- _SELECTED TEXT_:
········
Surprising Reasons Your Business Loan Application is Turned Down – and How to Fix Them?
by Mashum Mollah Loans & Credit Published on: 07 August 2017 Last Updated on: 09 November 2024
Most entrepreneurs need some degree of finance to pursue their dream of starting a business. You may be working from your bedroom or garage, but you will need money to fund a website and pay for online advertising. You may also need cash to pay for equipment and buy products to sell.
There are many ways to acquire start-up capital, but the most common method is to approach the bank for a business loan. From your perspective, it’s the easiest way. After all, your bank manager knows you and therefore an application for a business loan should be a breeze. Or at least it should be. However, in practice, things don’t always go according to plan – and here’s why.
Your Personal Credit Score is Low
Many people don’t realize that a personal credit score has a harmful effect on a credit application for a business loan. Unfortunately, if you have any bad debt, outstanding credit card payments, or too much personal debt, this will adversely affect any applications you make for business credit.
Read also: Acquire secured loans with bad credit
Lenders look at your personal credit history when you apply for a business loan, even if the business is well established with a long credit history. They want to be certain you are not overextending yourself by borrowing too much money.
You Missed a Medical Payment
Medical debt will also affect your loan application. Unpaid medical bills can remain on your credit file for up to seven years. Someone with a previously high credit score will see their score drop like a stone if they default on a medical bill. Not many people realize that unpaid medical bills have such a dramatic effect on a credit score. Some lenders use the FICO 9 model or VantageScore 3:0 to score debt. In this instance, medical debt is less problematic, but you won’t know this until your loan application is turned down. If you need help with this issue, check out the following link https://creditrepaircompanies.com/medical-debt/.
You are a Victim of Identify Fraud
Identity fraud is on the rise. With such a wealth of information becoming available online, hackers are always one step ahead of the authorities. Millions of people suffer devastating losses each year. Hackers and fraudsters take out loans and credit cards in their name, sell properties that don’t belong to them and cause havoc. The problem is that you may not have a clue until you apply for a business loan and the application is turned down.
All issues with credit files can be spotted long before a business loan application is made. It is good practice to request a copy of your credit file from the major credit agencies before you apply for any type of finance. If you spot any problems or discrepancies, sort them out.
The Bank has a Lending Limit
Banks don’t have bottomless pits of cash to hand out. Most have a pre-determined sum of cash available to businesses, and once the pot is empty, no more loan applications are approved. If you file a loan application at the wrong time, you could be turned down through no fault of your own. It’s unfortunate, but that’s how it works.
········
- _MATERIAL PROVIDED_:
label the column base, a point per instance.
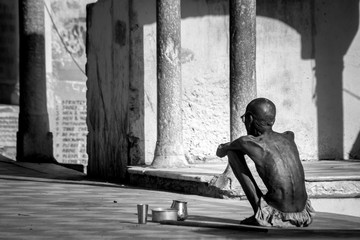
(34, 148)
(174, 161)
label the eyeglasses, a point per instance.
(243, 116)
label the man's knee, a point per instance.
(235, 156)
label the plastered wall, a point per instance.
(307, 63)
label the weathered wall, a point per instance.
(65, 23)
(108, 89)
(9, 89)
(300, 53)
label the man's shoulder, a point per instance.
(289, 134)
(250, 140)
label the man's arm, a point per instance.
(236, 145)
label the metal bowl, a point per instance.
(164, 214)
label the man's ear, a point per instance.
(251, 118)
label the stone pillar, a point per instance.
(242, 61)
(34, 141)
(242, 65)
(169, 150)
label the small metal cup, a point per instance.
(142, 213)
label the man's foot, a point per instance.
(250, 221)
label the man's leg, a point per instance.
(242, 172)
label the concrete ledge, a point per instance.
(323, 180)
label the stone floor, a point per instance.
(45, 201)
(323, 179)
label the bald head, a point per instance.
(263, 110)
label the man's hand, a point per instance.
(222, 150)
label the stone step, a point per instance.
(323, 179)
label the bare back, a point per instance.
(277, 161)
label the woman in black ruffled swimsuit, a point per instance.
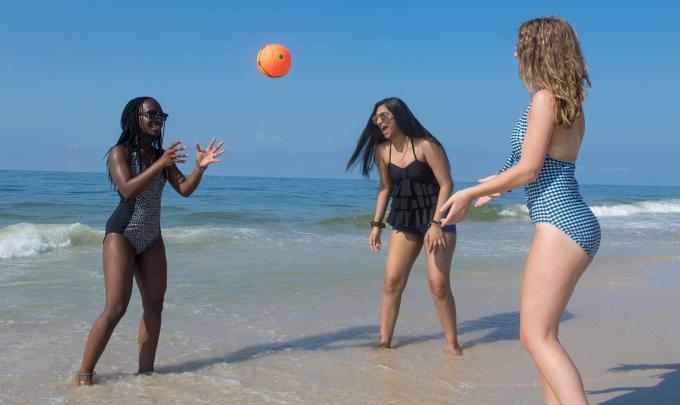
(133, 245)
(414, 171)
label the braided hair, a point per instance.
(129, 137)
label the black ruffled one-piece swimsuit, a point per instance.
(414, 195)
(139, 219)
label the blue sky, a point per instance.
(68, 68)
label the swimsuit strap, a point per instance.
(413, 148)
(390, 158)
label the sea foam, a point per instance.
(25, 239)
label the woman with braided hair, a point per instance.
(138, 167)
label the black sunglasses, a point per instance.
(154, 115)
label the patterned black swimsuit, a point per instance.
(139, 219)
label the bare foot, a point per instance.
(84, 378)
(454, 349)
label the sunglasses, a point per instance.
(154, 115)
(383, 116)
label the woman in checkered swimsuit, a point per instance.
(545, 144)
(554, 198)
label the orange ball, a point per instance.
(273, 60)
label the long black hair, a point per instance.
(371, 136)
(131, 131)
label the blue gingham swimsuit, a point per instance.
(554, 197)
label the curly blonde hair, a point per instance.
(550, 58)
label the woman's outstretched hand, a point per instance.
(457, 206)
(481, 201)
(206, 157)
(171, 155)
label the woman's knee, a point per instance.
(535, 338)
(114, 312)
(394, 285)
(440, 289)
(154, 305)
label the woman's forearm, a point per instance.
(510, 179)
(381, 204)
(188, 185)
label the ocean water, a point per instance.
(273, 295)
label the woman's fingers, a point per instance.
(445, 207)
(174, 144)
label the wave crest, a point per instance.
(24, 239)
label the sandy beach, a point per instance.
(621, 328)
(287, 311)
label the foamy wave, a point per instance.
(643, 207)
(23, 240)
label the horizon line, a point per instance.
(326, 178)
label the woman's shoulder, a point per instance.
(427, 145)
(543, 97)
(119, 152)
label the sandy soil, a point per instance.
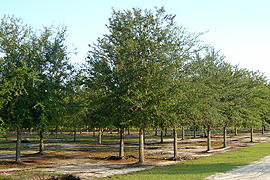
(89, 165)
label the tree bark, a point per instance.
(251, 135)
(94, 132)
(141, 145)
(208, 138)
(41, 142)
(56, 132)
(175, 144)
(183, 132)
(74, 135)
(224, 137)
(161, 136)
(18, 146)
(99, 135)
(121, 149)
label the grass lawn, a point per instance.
(202, 167)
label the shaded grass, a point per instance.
(204, 166)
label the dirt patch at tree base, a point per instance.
(88, 165)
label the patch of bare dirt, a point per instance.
(89, 162)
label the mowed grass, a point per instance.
(202, 167)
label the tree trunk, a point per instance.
(74, 135)
(141, 145)
(18, 146)
(94, 132)
(175, 144)
(56, 132)
(41, 142)
(208, 138)
(161, 136)
(224, 137)
(99, 135)
(251, 135)
(121, 150)
(183, 132)
(144, 135)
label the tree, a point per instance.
(136, 63)
(16, 75)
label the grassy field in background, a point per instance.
(202, 167)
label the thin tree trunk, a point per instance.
(18, 145)
(175, 144)
(121, 149)
(251, 135)
(41, 142)
(99, 135)
(74, 135)
(94, 132)
(183, 132)
(224, 137)
(144, 136)
(56, 132)
(141, 145)
(161, 136)
(208, 138)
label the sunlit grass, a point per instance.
(202, 167)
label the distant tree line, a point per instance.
(146, 72)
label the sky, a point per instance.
(240, 29)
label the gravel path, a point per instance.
(259, 170)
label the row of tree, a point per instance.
(147, 72)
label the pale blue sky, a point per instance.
(240, 29)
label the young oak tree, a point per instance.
(134, 64)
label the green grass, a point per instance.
(202, 167)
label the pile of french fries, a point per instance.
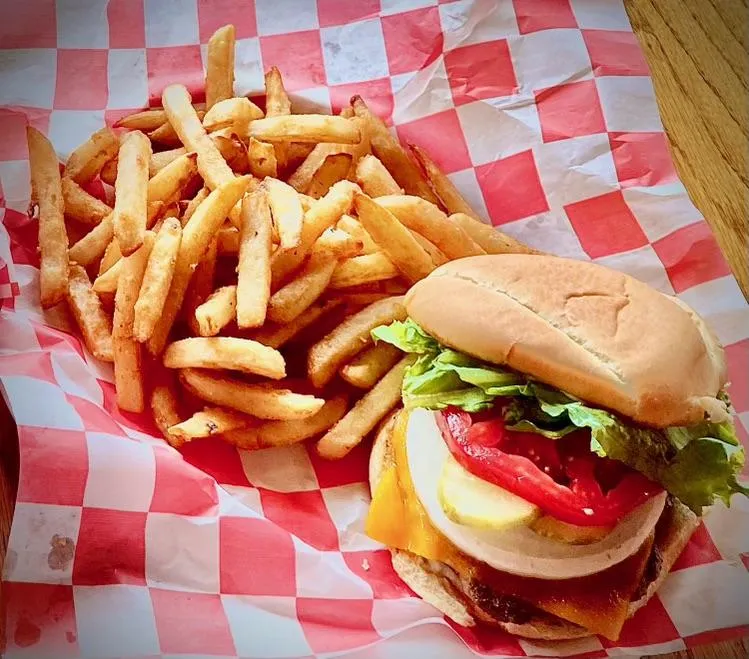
(242, 257)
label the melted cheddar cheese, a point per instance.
(598, 602)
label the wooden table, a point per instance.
(696, 50)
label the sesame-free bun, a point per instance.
(462, 605)
(596, 333)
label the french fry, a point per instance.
(428, 220)
(370, 365)
(362, 148)
(338, 243)
(93, 244)
(156, 163)
(131, 192)
(275, 336)
(394, 238)
(112, 254)
(196, 237)
(490, 239)
(286, 210)
(233, 151)
(193, 204)
(46, 193)
(81, 206)
(392, 154)
(84, 304)
(211, 165)
(219, 75)
(207, 423)
(288, 302)
(353, 227)
(365, 415)
(217, 311)
(254, 265)
(157, 279)
(88, 159)
(108, 280)
(349, 338)
(228, 240)
(262, 159)
(438, 258)
(161, 159)
(165, 135)
(166, 412)
(301, 178)
(145, 120)
(277, 104)
(108, 173)
(166, 184)
(286, 433)
(264, 401)
(305, 128)
(362, 270)
(333, 169)
(323, 214)
(227, 352)
(200, 286)
(375, 179)
(296, 152)
(357, 299)
(128, 374)
(235, 113)
(441, 185)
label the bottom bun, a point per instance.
(462, 601)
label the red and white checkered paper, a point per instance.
(541, 111)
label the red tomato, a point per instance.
(560, 476)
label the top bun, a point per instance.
(595, 333)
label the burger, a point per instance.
(564, 426)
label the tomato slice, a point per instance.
(562, 477)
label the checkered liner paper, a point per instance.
(541, 111)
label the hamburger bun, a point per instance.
(427, 579)
(595, 333)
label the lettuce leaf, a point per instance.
(697, 464)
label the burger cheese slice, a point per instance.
(563, 428)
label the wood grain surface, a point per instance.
(697, 52)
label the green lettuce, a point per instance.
(697, 464)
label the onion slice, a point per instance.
(520, 550)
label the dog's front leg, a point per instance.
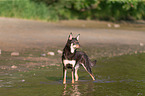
(72, 74)
(64, 75)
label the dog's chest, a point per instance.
(72, 62)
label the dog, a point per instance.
(72, 59)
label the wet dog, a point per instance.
(72, 59)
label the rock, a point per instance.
(51, 53)
(141, 44)
(59, 51)
(116, 25)
(14, 67)
(15, 54)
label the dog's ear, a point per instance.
(78, 36)
(70, 36)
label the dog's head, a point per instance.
(73, 42)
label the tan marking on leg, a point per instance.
(76, 75)
(64, 79)
(72, 77)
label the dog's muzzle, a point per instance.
(77, 46)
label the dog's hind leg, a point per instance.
(89, 71)
(72, 74)
(76, 72)
(64, 75)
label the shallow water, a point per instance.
(117, 76)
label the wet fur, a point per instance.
(80, 58)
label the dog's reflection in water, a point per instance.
(71, 91)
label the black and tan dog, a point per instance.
(71, 59)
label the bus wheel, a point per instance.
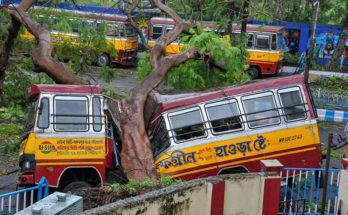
(103, 60)
(76, 185)
(254, 73)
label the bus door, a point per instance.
(262, 120)
(262, 46)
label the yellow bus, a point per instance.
(120, 35)
(264, 45)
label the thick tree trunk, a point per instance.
(340, 48)
(6, 49)
(42, 56)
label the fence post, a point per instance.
(326, 176)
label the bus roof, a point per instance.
(36, 89)
(87, 15)
(169, 102)
(235, 27)
(259, 28)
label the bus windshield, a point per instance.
········
- _CHECK YOUR UNDERSTANDING_:
(a) In the article on business loan rejections, why do lenders check your personal credit history even when the business has a long credit history of its own? Answer in one to three sentences.
(b) Please carry on the article about business loan rejections from the point where it stops.
Leave the material aside; it has nothing to do with these tasks.

- _ANSWERS PROVIDED_:
(a) Lenders want to be certain you are not overextending yourself by borrowing too much money.

(b)
Speak to a business loan advisor before applying for a loan. They should be able to advise you if your loan application is likely to be successful (if you don’t fall at any other hurdles).
Your Business Doesn’t Fit the Bank’s Lending Criteria
Always check the bank’s lending criteria before you make a loan application. Some lenders specialize in particular business niches and don’t lend to businesses outside of their area of expertise. For example, your lender might only work with agricultural businesses and if you show up wanting to borrow money for a fintech startup, the bank will turn you down. It doesn’t mean your business plan is flawed in any way – it just means they lack the expertise to assess your application and determine whether it is likely to succeed.
You can prevent this from ruining your chances by thoroughly researching the lender before making a business loan application. Make an appointment to speak to a business loan advisor. Tell them about your business and find out whether it is a good fit for them. They should be able to tell you upfront if this is not the case.
You have a Heavy Debt Burden
Lenders use a number of criteria to assess a business loan application, one of which is your existing debt burden. If you are heavily mortgaged and carrying a significant amount of credit card debt, personal loans, and other unsecured debt, the lender is less likely to approve your loan application. Again, their decision has no bearing on whether your business plan is viable. It just means they don’t think you are a risk worth taking.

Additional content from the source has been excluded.